GIVEN TEXT:

New Jersey Adopts Revised Uniform Limited Liability Company Act: An Overview of Significant Changes

by Jeffrey M. Shapiro and Eileen Overbaugh


On March 18, 2013, the Revised Uniform Limited Liability Company Act (the "Revised Act") becomes effective and replaces New Jersey's existing Limited Liability Company Act (the "Current Act") with respect to all limited liability companies formed on or after that date. On March 1, 2014, the Revised Act will also replace the Current Act with respect to all limited liability companies previously formed under the Current Act, unless a previously formed limited liability company adopts an amendment to its operating agreement to be governed by the Revised Act prior to March 1, 2014. With its adoption of the new law, New Jersey joins a handful of other states that have enacted a form of the Revised Act.

This Article contains an overview of significant differences between the Current Act and the Revised Act. This summary is not intended to be exhaustive and practitioners are encouraged to review the Revised Act carefully.

Fiduciary Duties

Under the Current Act, duties of members and managers of limited liability companies are based largely on common law, but can also "be expanded or restricted by provisions in an operating agreement". In contrast, under the Revised Act, the duties of loyalty and care, and the covenant of good faith and fair dealing are codified. In a member-managed limited liability company, each member owes the company and the other members a duty of loyalty and a duty of care. A member must also act in accordance with the obligation of good faith and fair dealing. In a manager-managed limited liability company, the duty of loyalty and the duty of care apply to the managers and not the members and the covenant of good faith and fair dealing applies to both the members and the managers.

AVAILABLE DATA:

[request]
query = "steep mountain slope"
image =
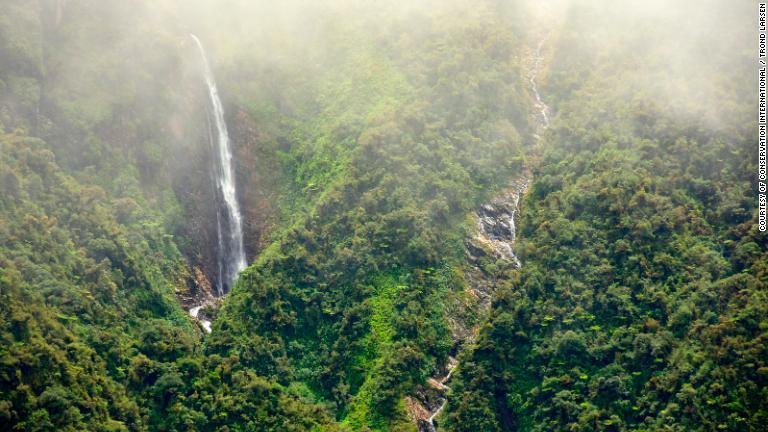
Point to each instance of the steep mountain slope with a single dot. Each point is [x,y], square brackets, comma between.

GOAL 1:
According to the article, on what date does the Revised Uniform Limited Liability Company Act become effective in New Jersey?
GOAL 2:
Rewrite the article's passage from "On March 18, 2013, the" to "of the Revised Act.", replacing "limited liability companies" with "LLCs".
The listing is separate material and has no connection to the article.

EXERCISE RESULT 1:
March 18, 2013.

EXERCISE RESULT 2:
On March 18, 2013, the Revised Uniform Limited Liability Company Act (the "Revised Act") becomes effective and replaces New Jersey's existing Limited Liability Company Act (the "Current Act") with respect to all LLCs formed on or after that date. On March 1, 2014, the Revised Act will also replace the Current Act with respect to all LLCs previously formed under the Current Act, unless a previously formed limited liability company adopts an amendment to its operating agreement to be governed by the Revised Act prior to March 1, 2014. With its adoption of the new law, New Jersey joins a handful of other states that have enacted a form of the Revised Act.